• STATED TASK
Please list every line below that contains the string "paperback", treating uppercase and lowercase letters as different.

═════ RECORD EXTRACTS

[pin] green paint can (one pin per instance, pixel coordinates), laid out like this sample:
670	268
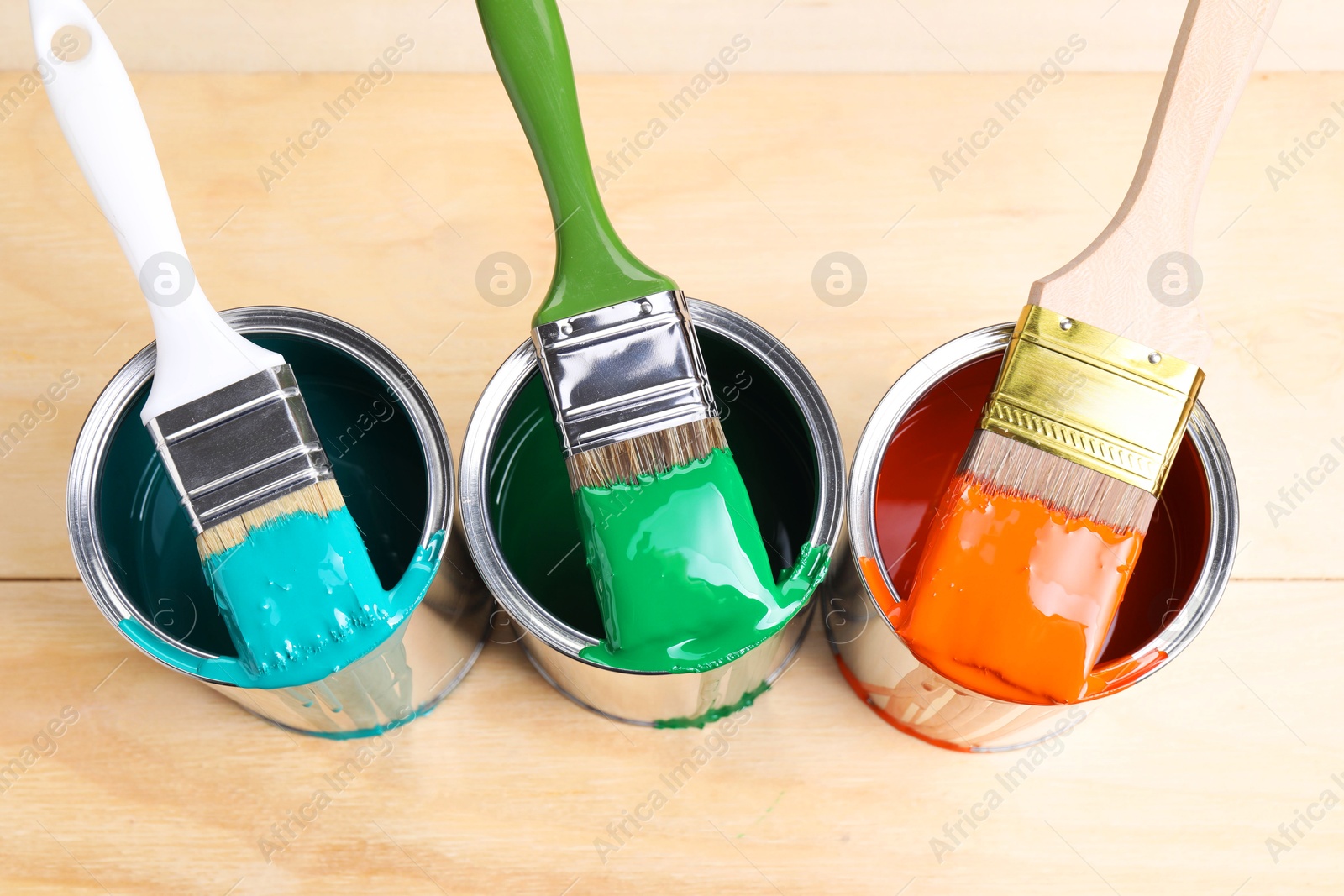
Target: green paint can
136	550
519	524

══════════
═════ RECORD EXTRACTS

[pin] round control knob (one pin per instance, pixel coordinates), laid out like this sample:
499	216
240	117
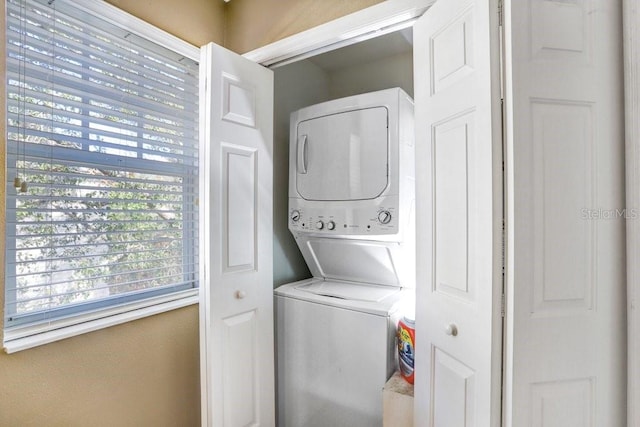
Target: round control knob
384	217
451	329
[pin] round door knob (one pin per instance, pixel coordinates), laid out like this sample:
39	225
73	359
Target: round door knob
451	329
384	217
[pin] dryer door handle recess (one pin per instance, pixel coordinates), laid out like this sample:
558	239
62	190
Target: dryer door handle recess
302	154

══════════
═════ RECORD EXTRACTS

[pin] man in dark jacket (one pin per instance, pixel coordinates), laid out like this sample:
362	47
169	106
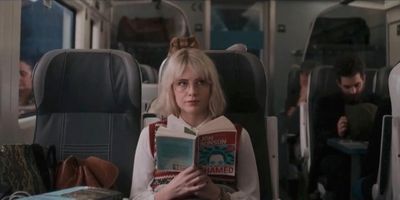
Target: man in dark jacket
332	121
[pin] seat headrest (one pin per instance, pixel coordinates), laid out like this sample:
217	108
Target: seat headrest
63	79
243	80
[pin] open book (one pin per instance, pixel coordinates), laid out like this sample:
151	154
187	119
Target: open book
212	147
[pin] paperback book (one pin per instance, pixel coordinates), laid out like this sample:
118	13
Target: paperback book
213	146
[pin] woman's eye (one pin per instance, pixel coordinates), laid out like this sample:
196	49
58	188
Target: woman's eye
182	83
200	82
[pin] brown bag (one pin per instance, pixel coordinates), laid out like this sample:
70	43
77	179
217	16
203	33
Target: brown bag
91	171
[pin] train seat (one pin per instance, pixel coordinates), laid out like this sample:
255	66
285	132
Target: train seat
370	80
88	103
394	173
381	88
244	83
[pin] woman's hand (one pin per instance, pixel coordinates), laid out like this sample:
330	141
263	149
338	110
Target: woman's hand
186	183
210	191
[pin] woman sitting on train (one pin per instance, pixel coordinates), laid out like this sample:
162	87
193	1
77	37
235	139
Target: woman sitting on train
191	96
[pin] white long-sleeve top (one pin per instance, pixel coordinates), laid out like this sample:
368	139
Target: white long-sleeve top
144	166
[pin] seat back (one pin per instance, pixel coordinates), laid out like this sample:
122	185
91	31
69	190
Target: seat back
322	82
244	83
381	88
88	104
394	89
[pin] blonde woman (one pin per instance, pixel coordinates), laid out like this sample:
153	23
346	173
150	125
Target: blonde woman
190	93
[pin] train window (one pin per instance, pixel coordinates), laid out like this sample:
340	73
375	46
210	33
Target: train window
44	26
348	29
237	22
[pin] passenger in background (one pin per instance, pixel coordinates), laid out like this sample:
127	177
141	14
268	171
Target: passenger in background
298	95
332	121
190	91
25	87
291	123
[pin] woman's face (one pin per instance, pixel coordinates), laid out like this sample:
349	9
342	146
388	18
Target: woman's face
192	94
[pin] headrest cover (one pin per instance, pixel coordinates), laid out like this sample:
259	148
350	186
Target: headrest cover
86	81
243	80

══════════

• RESULT OF THE EXERCISE
[pin] paperback book (one pin per instance, pixel coordinates), laid out like this sample:
Target: paperback book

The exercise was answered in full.